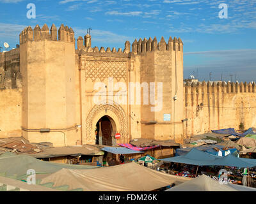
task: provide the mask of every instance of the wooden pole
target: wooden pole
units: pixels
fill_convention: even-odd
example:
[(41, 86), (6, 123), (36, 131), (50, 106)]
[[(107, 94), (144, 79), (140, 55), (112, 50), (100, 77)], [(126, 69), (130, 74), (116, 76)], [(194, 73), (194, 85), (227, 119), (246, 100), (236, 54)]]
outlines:
[(163, 152), (162, 152), (162, 147), (160, 145), (160, 150), (161, 150), (161, 155), (162, 156), (162, 158), (163, 158)]
[(198, 171), (198, 167), (199, 167), (199, 166), (197, 166), (196, 171), (196, 174), (195, 174), (195, 178), (196, 177), (196, 175), (197, 175), (197, 171)]

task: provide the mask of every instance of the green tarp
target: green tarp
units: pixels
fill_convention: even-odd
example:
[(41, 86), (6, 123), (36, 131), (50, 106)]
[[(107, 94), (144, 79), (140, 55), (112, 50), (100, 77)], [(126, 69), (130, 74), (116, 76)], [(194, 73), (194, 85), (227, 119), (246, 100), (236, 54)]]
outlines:
[(248, 134), (245, 137), (246, 138), (251, 138), (256, 139), (256, 135)]
[(195, 148), (192, 149), (185, 155), (159, 160), (196, 166), (228, 166), (239, 168), (256, 166), (256, 159), (237, 158), (232, 154), (225, 157), (219, 157)]
[(63, 168), (88, 169), (97, 166), (58, 164), (44, 161), (29, 156), (16, 156), (6, 152), (0, 156), (0, 175), (13, 177), (19, 180), (27, 177), (27, 171), (35, 170), (36, 174), (49, 174)]

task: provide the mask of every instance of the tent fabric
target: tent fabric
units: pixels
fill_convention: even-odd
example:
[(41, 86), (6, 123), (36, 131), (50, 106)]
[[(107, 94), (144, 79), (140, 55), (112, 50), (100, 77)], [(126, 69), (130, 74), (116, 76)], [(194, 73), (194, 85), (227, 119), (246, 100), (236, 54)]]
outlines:
[(35, 158), (51, 158), (56, 157), (63, 157), (67, 156), (78, 156), (81, 155), (99, 156), (104, 155), (104, 152), (99, 148), (92, 145), (83, 145), (81, 147), (47, 147), (42, 149), (42, 151), (36, 154), (23, 154)]
[(236, 143), (247, 148), (252, 148), (256, 147), (256, 140), (252, 138), (241, 138), (237, 140)]
[[(253, 159), (246, 161), (244, 159), (241, 159), (240, 158), (237, 158), (234, 155), (228, 154), (225, 157), (220, 157), (215, 159), (213, 162), (210, 163), (210, 164), (211, 166), (228, 166), (239, 168), (252, 168), (256, 166), (256, 163), (255, 163), (253, 160)], [(252, 162), (250, 162), (250, 161)]]
[(93, 170), (63, 169), (44, 178), (41, 184), (53, 182), (53, 186), (68, 185), (68, 189), (82, 188), (85, 191), (148, 191), (191, 179), (131, 163)]
[(193, 148), (184, 156), (159, 159), (166, 162), (175, 162), (193, 165), (204, 166), (219, 157)]
[(97, 166), (86, 165), (74, 165), (50, 163), (41, 161), (26, 155), (10, 156), (9, 153), (3, 154), (0, 158), (0, 173), (5, 176), (17, 176), (18, 179), (26, 177), (29, 169), (35, 170), (36, 174), (52, 173), (62, 168), (88, 169)]
[(19, 191), (61, 191), (39, 185), (29, 185), (20, 180), (3, 177), (0, 177), (0, 184), (1, 184), (1, 186), (2, 184), (5, 184), (7, 186), (17, 187), (19, 189)]
[(253, 133), (253, 131), (252, 127), (249, 128), (246, 131), (245, 131), (243, 134), (240, 134), (237, 133), (234, 128), (227, 128), (227, 129), (221, 129), (218, 130), (212, 130), (212, 133), (218, 133), (218, 134), (225, 134), (227, 135), (229, 134), (230, 135), (234, 136), (239, 136), (241, 137), (244, 137), (248, 134)]
[(245, 137), (256, 139), (256, 135), (248, 134)]
[(236, 148), (238, 150), (241, 150), (241, 149), (239, 145), (237, 145), (236, 143), (230, 140), (229, 139), (223, 141), (223, 142), (218, 143), (216, 145), (222, 146), (222, 148), (223, 148), (223, 147)]
[(159, 145), (156, 145), (156, 146), (147, 147), (140, 147), (133, 146), (129, 143), (120, 143), (118, 145), (136, 151), (144, 151), (159, 147)]
[(221, 145), (202, 145), (202, 146), (200, 146), (200, 147), (187, 147), (187, 148), (180, 148), (180, 149), (177, 149), (176, 150), (176, 153), (175, 153), (175, 156), (182, 156), (182, 155), (184, 155), (186, 153), (188, 153), (188, 152), (189, 152), (193, 148), (196, 148), (198, 150), (200, 150), (202, 151), (205, 151), (208, 153), (212, 153), (212, 152), (217, 152), (216, 151), (215, 151), (213, 148), (218, 148), (218, 149), (221, 149), (223, 147)]
[(176, 143), (174, 140), (154, 140), (147, 138), (135, 138), (130, 142), (130, 143), (134, 146), (140, 147), (152, 147), (159, 145), (162, 147), (179, 147), (180, 144)]
[(220, 184), (218, 180), (202, 175), (166, 191), (256, 191), (256, 189), (230, 183)]
[(140, 154), (143, 153), (144, 152), (133, 150), (132, 149), (125, 148), (125, 147), (105, 147), (101, 149), (103, 151), (110, 152), (112, 154)]
[(256, 147), (244, 150), (240, 152), (241, 153), (256, 153)]
[(256, 166), (256, 159), (241, 159), (232, 154), (225, 157), (219, 157), (198, 150), (191, 149), (184, 156), (159, 159), (166, 162), (175, 162), (198, 166), (228, 166), (239, 168)]

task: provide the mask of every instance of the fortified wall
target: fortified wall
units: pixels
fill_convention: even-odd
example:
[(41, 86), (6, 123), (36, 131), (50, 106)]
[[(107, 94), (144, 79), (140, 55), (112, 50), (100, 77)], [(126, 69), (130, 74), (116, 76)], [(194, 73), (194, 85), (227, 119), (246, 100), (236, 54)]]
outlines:
[(256, 125), (255, 83), (187, 83), (184, 85), (185, 135)]
[(184, 84), (180, 38), (127, 41), (122, 50), (92, 47), (86, 34), (76, 47), (63, 24), (29, 26), (19, 37), (19, 49), (0, 53), (1, 138), (54, 146), (140, 137), (182, 142), (255, 124), (255, 83)]
[(0, 137), (21, 135), (19, 48), (0, 52)]

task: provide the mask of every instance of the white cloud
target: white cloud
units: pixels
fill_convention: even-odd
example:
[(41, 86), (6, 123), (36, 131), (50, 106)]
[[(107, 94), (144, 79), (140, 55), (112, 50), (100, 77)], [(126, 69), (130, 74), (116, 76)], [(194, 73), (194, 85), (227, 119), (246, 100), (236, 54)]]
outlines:
[(124, 16), (138, 16), (142, 13), (142, 11), (129, 11), (119, 12), (118, 11), (111, 11), (106, 12), (105, 14), (109, 15), (124, 15)]
[[(87, 31), (84, 29), (74, 27), (74, 31), (75, 32), (76, 37), (79, 36), (83, 36), (87, 33)], [(109, 43), (124, 43), (125, 41), (131, 39), (131, 37), (118, 34), (109, 31), (103, 30), (94, 30), (91, 31), (92, 38), (93, 41), (95, 42), (108, 42)]]
[(0, 3), (19, 3), (20, 1), (23, 1), (24, 0), (0, 0)]

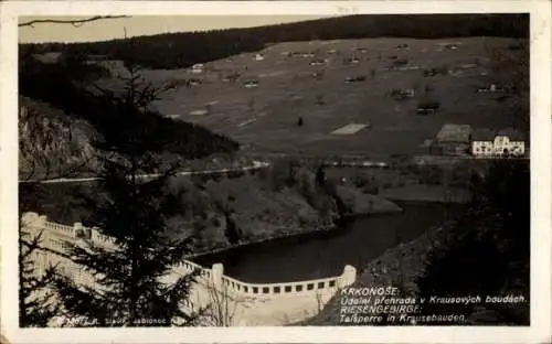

******************************

» **Instruction**
Reproduce the stretch of data from its start through the line containing "158), (163, 158)]", both ends included, keeping the requests unchanged but multiplying every outline coordinate by 2 and rounding to whole numbers, with halves rounded up. Return only those lines and omit the pictures.

» **Answer**
task: provide the mask of every instance of the wooden pole
target: wooden pole
units: pixels
fill_convention: even-odd
example:
[(41, 86), (6, 123), (36, 131), (50, 106)]
[[(107, 94), (144, 79), (140, 55), (112, 50), (100, 77)], [(126, 69), (130, 74), (116, 76)], [(194, 73), (194, 85), (227, 119), (246, 100), (236, 54)]]
outlines:
[(326, 304), (324, 304), (324, 294), (320, 290), (320, 300), (322, 300), (322, 310), (324, 312), (324, 316), (326, 316)]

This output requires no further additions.